======== Given text
- Origin: Phoenix, Arizona, U.S.
- Genres: Indie rock, indie pop
- Years active: 1997–2006, 2017–present
- Labels: Velvet Blue, Tooth & Nail, Common Wall
- Members: Rob Withem Greg Markov Thom Walsh
- Past members: Danny McWatters 1997–1999 Joshua Block 1998–2004
- Website: finechinatheband.com

= Fine China (band) =

American indie rock band

Fine China is an American indie rock band from Phoenix, Arizona, comprising Rob Withem (vocals, guitar), Greg Markov (bass guitar) and Thom Walsh (drums).

The band was formed in 1996 as a project by Withem, Danny McWatters and Melissa Banks. Banks shortly stepped down and was replaced by Markov. The band played as a three-piece through the recording of the first EP No One Knows, but soon after recruited Joshua Block (at that time of The Blameshares) to play the keyboards. The band toured as a four-piece, but McWatters left in 1999. The band then recruited Walsh (also of The Blameshares) to be its drummer.
================
• [What to work on]:
#1 In the Fine China band profile, who replaced Melissa Banks after she stepped down?
#2 Pick up the Fine China band profile after its last sentence and continue it.
======== Stored data
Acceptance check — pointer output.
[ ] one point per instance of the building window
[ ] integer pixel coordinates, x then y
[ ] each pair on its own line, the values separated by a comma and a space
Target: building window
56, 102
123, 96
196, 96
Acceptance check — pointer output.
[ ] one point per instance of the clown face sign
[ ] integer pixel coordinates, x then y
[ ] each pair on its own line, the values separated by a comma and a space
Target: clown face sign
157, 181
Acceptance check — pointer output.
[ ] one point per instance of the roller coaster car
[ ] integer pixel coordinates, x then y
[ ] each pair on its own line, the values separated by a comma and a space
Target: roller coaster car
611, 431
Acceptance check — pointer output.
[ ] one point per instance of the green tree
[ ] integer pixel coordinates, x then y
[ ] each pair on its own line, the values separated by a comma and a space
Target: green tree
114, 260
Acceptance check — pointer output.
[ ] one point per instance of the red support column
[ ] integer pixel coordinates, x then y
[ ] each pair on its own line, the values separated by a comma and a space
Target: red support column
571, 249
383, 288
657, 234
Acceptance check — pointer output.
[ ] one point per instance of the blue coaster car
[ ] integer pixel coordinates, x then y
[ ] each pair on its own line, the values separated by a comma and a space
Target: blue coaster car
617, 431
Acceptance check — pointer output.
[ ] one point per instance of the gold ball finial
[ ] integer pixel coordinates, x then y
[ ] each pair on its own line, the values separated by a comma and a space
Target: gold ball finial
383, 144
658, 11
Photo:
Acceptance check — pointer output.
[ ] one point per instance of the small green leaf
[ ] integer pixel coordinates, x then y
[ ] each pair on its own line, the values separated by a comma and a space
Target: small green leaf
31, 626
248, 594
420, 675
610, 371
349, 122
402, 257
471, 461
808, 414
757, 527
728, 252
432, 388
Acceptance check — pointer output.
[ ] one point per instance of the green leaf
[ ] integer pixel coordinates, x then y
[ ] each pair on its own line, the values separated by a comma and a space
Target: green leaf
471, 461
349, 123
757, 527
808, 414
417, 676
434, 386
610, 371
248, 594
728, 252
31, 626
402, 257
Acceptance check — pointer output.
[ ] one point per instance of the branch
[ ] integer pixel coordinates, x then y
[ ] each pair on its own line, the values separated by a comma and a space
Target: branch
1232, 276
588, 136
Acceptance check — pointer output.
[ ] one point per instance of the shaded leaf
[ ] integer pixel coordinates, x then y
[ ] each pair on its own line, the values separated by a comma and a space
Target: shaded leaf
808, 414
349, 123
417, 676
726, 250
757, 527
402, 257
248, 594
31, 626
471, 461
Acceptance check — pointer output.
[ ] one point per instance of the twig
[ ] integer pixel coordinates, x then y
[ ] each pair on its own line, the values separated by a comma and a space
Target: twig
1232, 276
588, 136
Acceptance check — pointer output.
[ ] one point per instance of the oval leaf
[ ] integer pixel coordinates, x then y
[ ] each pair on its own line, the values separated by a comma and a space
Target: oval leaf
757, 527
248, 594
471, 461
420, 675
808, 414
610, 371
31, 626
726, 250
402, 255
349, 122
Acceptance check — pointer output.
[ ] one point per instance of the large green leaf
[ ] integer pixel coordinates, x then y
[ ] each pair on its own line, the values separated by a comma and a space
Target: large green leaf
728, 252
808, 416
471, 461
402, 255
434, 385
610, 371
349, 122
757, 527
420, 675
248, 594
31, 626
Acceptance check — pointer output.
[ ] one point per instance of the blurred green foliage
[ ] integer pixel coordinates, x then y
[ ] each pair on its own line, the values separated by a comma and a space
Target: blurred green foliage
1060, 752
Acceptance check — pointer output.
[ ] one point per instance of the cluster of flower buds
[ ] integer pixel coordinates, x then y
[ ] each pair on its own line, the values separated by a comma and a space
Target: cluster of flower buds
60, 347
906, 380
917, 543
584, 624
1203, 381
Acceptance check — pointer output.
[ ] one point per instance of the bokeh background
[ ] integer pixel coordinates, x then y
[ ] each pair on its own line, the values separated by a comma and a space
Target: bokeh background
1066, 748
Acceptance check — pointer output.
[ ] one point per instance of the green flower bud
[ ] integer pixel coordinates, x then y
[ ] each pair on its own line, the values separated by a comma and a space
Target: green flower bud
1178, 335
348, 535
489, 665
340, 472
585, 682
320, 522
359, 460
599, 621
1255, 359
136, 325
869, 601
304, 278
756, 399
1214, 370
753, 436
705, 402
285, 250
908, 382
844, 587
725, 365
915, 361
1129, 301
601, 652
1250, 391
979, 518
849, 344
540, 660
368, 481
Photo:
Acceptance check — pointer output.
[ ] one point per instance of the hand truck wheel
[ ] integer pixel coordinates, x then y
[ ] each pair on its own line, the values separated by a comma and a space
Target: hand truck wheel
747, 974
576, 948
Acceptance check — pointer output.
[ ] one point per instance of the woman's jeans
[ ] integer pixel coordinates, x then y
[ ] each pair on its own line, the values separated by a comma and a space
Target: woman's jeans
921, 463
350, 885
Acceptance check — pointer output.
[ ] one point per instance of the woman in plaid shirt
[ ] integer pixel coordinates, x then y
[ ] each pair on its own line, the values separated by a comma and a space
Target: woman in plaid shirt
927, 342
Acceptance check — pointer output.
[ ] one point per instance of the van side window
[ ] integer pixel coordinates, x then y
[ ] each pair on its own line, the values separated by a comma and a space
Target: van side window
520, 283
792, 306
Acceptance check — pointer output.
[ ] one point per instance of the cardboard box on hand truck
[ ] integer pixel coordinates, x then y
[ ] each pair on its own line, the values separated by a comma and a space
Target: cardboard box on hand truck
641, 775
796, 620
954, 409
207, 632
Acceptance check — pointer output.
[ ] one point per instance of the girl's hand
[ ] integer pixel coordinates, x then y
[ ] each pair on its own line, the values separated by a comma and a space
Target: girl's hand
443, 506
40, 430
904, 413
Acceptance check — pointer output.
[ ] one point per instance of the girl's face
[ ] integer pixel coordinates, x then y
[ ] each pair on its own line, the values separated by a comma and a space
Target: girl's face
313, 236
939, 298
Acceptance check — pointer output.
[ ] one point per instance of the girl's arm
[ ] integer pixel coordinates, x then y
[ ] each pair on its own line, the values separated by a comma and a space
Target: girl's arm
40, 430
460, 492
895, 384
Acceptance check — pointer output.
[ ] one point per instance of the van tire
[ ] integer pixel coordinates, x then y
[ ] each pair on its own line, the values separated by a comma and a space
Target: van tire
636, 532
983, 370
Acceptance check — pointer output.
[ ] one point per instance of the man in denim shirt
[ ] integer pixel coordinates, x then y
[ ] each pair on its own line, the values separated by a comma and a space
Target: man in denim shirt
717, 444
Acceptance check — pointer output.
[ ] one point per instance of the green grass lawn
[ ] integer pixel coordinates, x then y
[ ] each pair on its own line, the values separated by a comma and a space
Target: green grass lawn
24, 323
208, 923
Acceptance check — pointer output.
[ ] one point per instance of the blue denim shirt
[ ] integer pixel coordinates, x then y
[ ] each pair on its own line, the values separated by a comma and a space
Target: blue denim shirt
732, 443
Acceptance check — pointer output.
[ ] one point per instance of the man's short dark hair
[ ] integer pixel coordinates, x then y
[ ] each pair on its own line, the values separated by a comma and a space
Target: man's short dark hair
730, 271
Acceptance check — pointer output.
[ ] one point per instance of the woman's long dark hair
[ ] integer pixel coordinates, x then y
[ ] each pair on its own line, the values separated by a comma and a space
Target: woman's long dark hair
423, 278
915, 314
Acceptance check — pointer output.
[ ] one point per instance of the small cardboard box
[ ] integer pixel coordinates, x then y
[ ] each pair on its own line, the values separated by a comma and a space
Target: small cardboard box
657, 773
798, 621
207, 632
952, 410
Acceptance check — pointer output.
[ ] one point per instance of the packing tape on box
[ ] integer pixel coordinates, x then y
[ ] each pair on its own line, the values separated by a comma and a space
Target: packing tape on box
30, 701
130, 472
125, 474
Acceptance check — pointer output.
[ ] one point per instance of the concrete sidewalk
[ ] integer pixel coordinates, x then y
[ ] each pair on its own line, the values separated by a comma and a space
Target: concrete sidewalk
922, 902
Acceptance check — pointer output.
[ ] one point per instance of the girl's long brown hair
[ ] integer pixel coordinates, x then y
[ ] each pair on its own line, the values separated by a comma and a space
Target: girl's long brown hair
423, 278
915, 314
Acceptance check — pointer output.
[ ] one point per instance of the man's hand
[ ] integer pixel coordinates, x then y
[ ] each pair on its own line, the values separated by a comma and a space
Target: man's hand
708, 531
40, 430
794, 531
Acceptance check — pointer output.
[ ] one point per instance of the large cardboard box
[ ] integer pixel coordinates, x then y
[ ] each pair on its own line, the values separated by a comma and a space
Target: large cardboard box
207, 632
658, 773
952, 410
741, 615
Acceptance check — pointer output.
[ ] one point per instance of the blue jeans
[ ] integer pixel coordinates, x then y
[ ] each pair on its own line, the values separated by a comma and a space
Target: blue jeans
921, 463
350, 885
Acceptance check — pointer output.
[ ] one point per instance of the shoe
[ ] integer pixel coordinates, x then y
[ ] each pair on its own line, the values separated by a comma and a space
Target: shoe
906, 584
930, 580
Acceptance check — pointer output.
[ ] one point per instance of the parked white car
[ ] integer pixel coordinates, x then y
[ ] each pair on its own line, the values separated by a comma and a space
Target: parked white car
================
• [Answer set]:
#1 Greg Markov

#2
After releasing two EPs on Velvet Blue Music, the band signed to Seattle's Tooth & Nail records and released two LPs, When the World Sings and You Make Me Hate Music.

As a three-piece, the band released Jaws of Life on September 6, 2005 through Common Wall Media. Following a 2006 performance at the New Times Best Of festival, the band decided to go on an indefinite break and became inactive.

In 2017, Fine China got back together to record a new full-length album in Withem's studio. The band returned to Velvet Blue Music with a their fourth album, Not Thrilled. A new 7" single titled You Are Not The Future was also announced.

==Discography==
===Albums===
- When the World Sings (Tooth & Nail Records, 2000)
- You Make Me Hate Music (Tooth & Nail Records, 2002)
- Jaws of Life (Common Wall Media, 2005)
- Not Thrilled (Velvet Blue Music, 2018)
- I Felt Called (Velvet Blue Music, 2025)

===EPs===
- No One Knows (Velvet Blue Music, 1997)
- Rialto Bridge (Velvet Blue Music, 1998)
- You Are Not the Future (Velvet Blue Music, 2018)

===Singles (7")===
- "The Beautiful" (Velvet Blue Music, 1996)
- "Don't Frown" (Velvet Blue Music, 2005)

===Singles (Digital)===
- "Every Nerve Alert" (Common Wall Media, 2019)
- "Trees at Night" (Velvet Blue Music, 2020)

===Compilation contributions===
- Not One Light Red: A Desert Extended (Sunset Alliance, 2002)
Song: "Give Us Treble"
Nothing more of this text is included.